- WHAT YOU WILL DO -
Copy the data below exactly, omitting any picture it contains.

(Coordinate annotation records)
'''
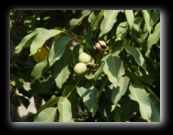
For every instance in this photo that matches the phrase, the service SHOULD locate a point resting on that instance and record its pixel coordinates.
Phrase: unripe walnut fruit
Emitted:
(80, 68)
(84, 58)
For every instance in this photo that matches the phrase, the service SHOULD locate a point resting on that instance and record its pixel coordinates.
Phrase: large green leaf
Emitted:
(39, 69)
(137, 55)
(74, 22)
(146, 108)
(153, 38)
(113, 68)
(90, 98)
(61, 69)
(25, 40)
(95, 19)
(64, 108)
(147, 18)
(58, 48)
(110, 17)
(47, 115)
(118, 92)
(130, 17)
(121, 31)
(41, 38)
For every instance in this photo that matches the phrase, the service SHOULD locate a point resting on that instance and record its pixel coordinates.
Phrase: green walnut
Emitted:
(80, 68)
(84, 58)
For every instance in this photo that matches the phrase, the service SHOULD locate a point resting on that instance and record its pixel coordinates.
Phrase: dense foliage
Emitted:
(121, 81)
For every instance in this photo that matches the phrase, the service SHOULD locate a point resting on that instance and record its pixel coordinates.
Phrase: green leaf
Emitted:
(48, 104)
(61, 69)
(74, 22)
(155, 106)
(99, 71)
(121, 31)
(117, 117)
(39, 69)
(130, 17)
(71, 94)
(137, 55)
(114, 69)
(47, 115)
(155, 17)
(137, 24)
(64, 108)
(68, 90)
(118, 92)
(142, 98)
(75, 54)
(90, 98)
(58, 48)
(41, 88)
(25, 40)
(153, 38)
(110, 17)
(41, 38)
(95, 19)
(147, 18)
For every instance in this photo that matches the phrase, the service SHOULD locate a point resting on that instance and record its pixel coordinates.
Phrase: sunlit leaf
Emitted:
(153, 38)
(121, 31)
(39, 69)
(114, 69)
(74, 22)
(130, 17)
(26, 39)
(146, 107)
(95, 19)
(61, 70)
(47, 115)
(89, 96)
(137, 23)
(64, 108)
(147, 18)
(110, 17)
(48, 104)
(58, 48)
(118, 92)
(137, 55)
(41, 38)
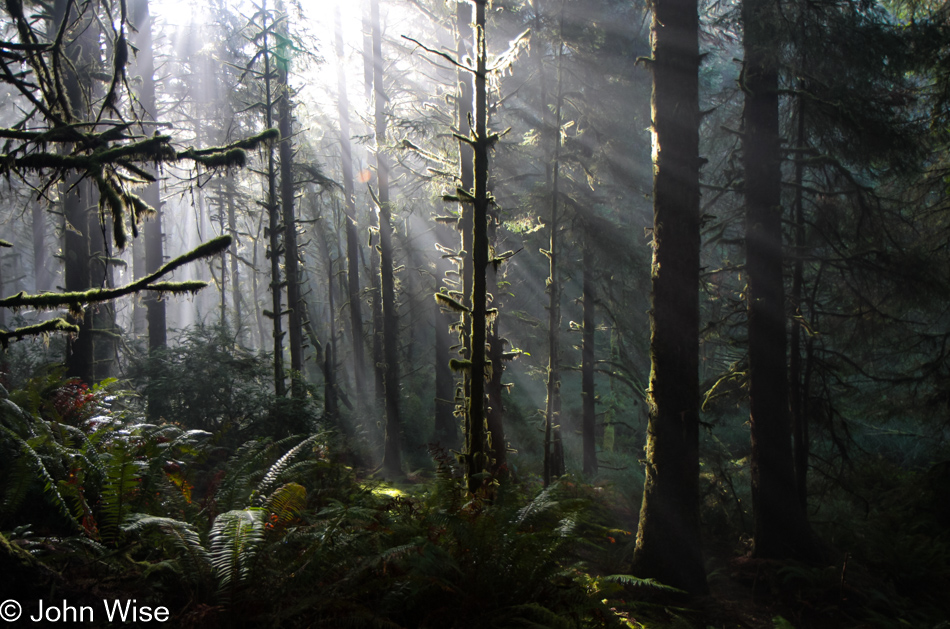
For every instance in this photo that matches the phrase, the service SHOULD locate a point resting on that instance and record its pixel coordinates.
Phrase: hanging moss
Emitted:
(74, 300)
(53, 325)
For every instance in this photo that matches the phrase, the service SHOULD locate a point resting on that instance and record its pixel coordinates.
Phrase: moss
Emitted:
(75, 299)
(53, 325)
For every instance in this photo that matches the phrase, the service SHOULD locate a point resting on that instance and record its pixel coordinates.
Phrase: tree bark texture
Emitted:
(781, 530)
(392, 450)
(291, 260)
(668, 538)
(476, 450)
(588, 421)
(352, 225)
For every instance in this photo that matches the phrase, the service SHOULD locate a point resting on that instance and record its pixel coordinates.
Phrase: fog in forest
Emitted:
(499, 313)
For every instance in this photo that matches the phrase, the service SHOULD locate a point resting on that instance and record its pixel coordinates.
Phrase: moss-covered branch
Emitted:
(53, 325)
(74, 300)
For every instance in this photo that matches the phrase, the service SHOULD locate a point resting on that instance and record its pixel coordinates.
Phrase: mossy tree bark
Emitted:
(79, 199)
(588, 421)
(291, 261)
(275, 247)
(476, 451)
(668, 538)
(553, 449)
(352, 234)
(781, 529)
(153, 238)
(392, 449)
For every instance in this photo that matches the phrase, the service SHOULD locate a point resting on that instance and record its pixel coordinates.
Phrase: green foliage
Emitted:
(209, 381)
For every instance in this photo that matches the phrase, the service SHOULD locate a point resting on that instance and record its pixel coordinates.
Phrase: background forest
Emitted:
(523, 313)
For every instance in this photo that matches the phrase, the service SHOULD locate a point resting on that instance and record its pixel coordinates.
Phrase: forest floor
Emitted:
(747, 593)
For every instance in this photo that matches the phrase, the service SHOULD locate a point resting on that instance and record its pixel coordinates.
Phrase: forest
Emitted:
(475, 313)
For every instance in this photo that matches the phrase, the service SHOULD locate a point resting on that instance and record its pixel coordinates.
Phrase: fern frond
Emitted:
(286, 502)
(235, 538)
(275, 470)
(628, 579)
(33, 468)
(123, 473)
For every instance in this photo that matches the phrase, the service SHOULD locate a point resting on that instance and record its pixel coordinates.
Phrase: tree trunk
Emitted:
(152, 232)
(476, 449)
(41, 275)
(553, 453)
(275, 250)
(291, 262)
(465, 104)
(352, 226)
(668, 539)
(235, 268)
(392, 450)
(588, 422)
(781, 530)
(795, 375)
(78, 197)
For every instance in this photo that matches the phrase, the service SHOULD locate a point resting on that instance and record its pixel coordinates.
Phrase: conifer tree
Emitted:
(668, 538)
(392, 455)
(781, 529)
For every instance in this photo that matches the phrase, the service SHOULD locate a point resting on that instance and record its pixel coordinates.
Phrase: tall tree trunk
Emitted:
(496, 356)
(588, 422)
(781, 528)
(352, 226)
(464, 104)
(668, 539)
(553, 456)
(795, 375)
(235, 267)
(476, 449)
(41, 275)
(275, 249)
(291, 261)
(153, 237)
(78, 199)
(392, 451)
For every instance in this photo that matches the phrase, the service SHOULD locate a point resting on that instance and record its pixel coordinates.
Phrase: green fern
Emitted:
(235, 538)
(119, 491)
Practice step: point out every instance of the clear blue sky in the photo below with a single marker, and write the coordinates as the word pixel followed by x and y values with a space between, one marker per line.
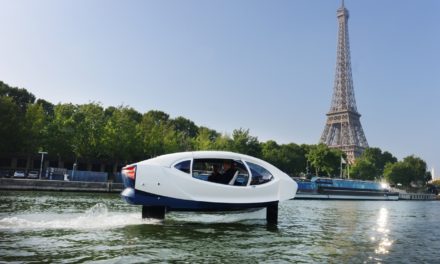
'''
- SOLUTION TO THIS EXERCISE -
For every instance in this photo that matches the phrase, the service SHOULD locate a point resting on that instance and record its pixel coordinates.
Phrase: unripe walnut fruit
Emitted:
(80, 68)
(84, 58)
For every instance in this photo that matches the phrase, the service SHOULD locate a point resting on that instance and record its pixel coordinates.
Phrase: large green leaf
Emitted:
(39, 69)
(137, 55)
(74, 22)
(146, 108)
(153, 38)
(113, 68)
(90, 98)
(61, 69)
(25, 40)
(95, 19)
(64, 108)
(147, 18)
(58, 48)
(110, 17)
(47, 115)
(118, 92)
(130, 17)
(121, 31)
(41, 38)
For every instance in this photo that matches the phrase, the service SHOULD locate a point resting on that instance and record its pixel coordinates.
Phrase: green walnut
Emitted:
(80, 68)
(84, 58)
For every instance in this photo that matches the phrase, the service SHOULD locate a point resting on that instance and record its pixel coordinates.
Phrase: dense foliage
Emitted:
(121, 81)
For every instance in this photo that matches the phrase, the service SHOULD locate a point resting on that instance and record its pixel coordinates.
Phrase: green leaf
Emitted:
(48, 104)
(61, 69)
(74, 22)
(155, 106)
(99, 71)
(121, 31)
(117, 117)
(39, 69)
(130, 17)
(71, 94)
(137, 55)
(114, 69)
(47, 115)
(155, 17)
(137, 24)
(64, 108)
(68, 90)
(118, 92)
(142, 98)
(75, 54)
(90, 98)
(58, 48)
(41, 88)
(25, 40)
(153, 38)
(110, 17)
(41, 38)
(95, 19)
(147, 18)
For every instance in this photo that matches the phrase, the service SHOULD locate a point resting on that instance and record its pixel coordinates.
Phrase: sunlit leaf
Emitted:
(153, 38)
(121, 31)
(39, 69)
(114, 69)
(74, 22)
(130, 17)
(26, 39)
(146, 107)
(95, 19)
(61, 70)
(47, 115)
(89, 96)
(137, 23)
(64, 108)
(147, 18)
(110, 17)
(48, 104)
(58, 48)
(118, 92)
(137, 55)
(41, 38)
For every instance in this photo that matches the phrase, the service SHOULD locate a point resting on that instance and record its pixel coordinates.
Phrase: hanging moss
Emitted:
(74, 300)
(53, 325)
For every instance in this photo that matches the phrase, the service SHOULD locate a point resting on that instance and record its pixel coordinates.
Phrase: moss
Emitted:
(75, 299)
(53, 325)
For every instance in this photo that matches the phrase, the service SHOULD locate a point resting on that instance and record its pixel coordinates.
Phrase: tree bark texture
Emitted:
(781, 530)
(392, 450)
(291, 260)
(668, 538)
(476, 450)
(588, 421)
(352, 225)
For every instance in this photo that matches the phrase, the service SHOULD locate a point resting on that instance and record its pixel coordinates.
Phrase: fog in forest
Emitted:
(499, 313)
For every instance in this photo that matches the phrase, the service SHOULD locate a point resting on that instance and record its pixel coordinates.
Phrase: moss-covered branch
Emitted:
(53, 325)
(74, 300)
For every instance in this photo that matches the phrase, the service SHOULD locate a point resting on that instance and record its pixel coordinates.
Phrase: mossy tree bark
Emitted:
(79, 199)
(588, 421)
(291, 261)
(275, 247)
(476, 451)
(668, 538)
(553, 449)
(352, 234)
(781, 529)
(153, 238)
(392, 449)
For every instance in this photo that matches the phrase, the service SHOULD locate a point resting on that instance and record its pixel coordinates.
Phrase: green foliage
Emitted:
(209, 381)
For every instance in this photo that matches the phrase, the service SHOULD locate a point resting on that instance and record its pixel coordinates.
Phrase: background forest
Emitted:
(523, 313)
For every instance in this photo that matches the phrase, the service SHOULD locate a point resting on that instance and record its pixel coordinates.
Phrase: forest floor
Emitted:
(747, 593)
For every instance in this photo that matches the phrase, the service SHOULD locate a point resting on that instance and record its pixel coordinates.
Phrase: forest
Emitted:
(475, 313)
For every instance in this photo that matches the phrase, the service SHOULD locate a point resting on that instance and record its pixel coordinates.
Phrase: fern frond
Emitted:
(286, 502)
(235, 538)
(275, 470)
(628, 579)
(33, 468)
(123, 473)
For every instance in this photo that matches the phrase, the service SHOULD locate a point resting on that instance and record its pixel coordinates.
Phrase: tree trunk
Emitted:
(152, 232)
(476, 449)
(41, 275)
(553, 453)
(275, 250)
(291, 262)
(465, 104)
(352, 226)
(668, 539)
(235, 268)
(392, 450)
(588, 422)
(781, 530)
(795, 375)
(78, 197)
For every instance in this photo that matches the phrase, the service SHOULD locate a point resting on that instance and record its pixel coordinates.
Phrase: conifer tree
Emitted:
(668, 538)
(392, 455)
(781, 529)
For every instance in this photo that matches the phrase, the service SHOULD locate a point resting on that instance and record its pixel coordinates.
Phrase: tall tree trunk
Emitted:
(496, 356)
(588, 422)
(781, 528)
(352, 226)
(464, 104)
(668, 539)
(553, 456)
(795, 375)
(235, 267)
(476, 449)
(41, 275)
(275, 249)
(291, 261)
(153, 237)
(78, 199)
(392, 451)
For every instance in this photo that matches the phrase, the service SHOULD locate a point resting on that instance and record its pixel coordinates.
Phrase: green fern
Emitted:
(235, 538)
(119, 491)
Practice step: point out every instance of the clear blue sky in the photo below with a single marker, and write the coordinates as the word pixel followed by x and y values with a space between, one marker per line.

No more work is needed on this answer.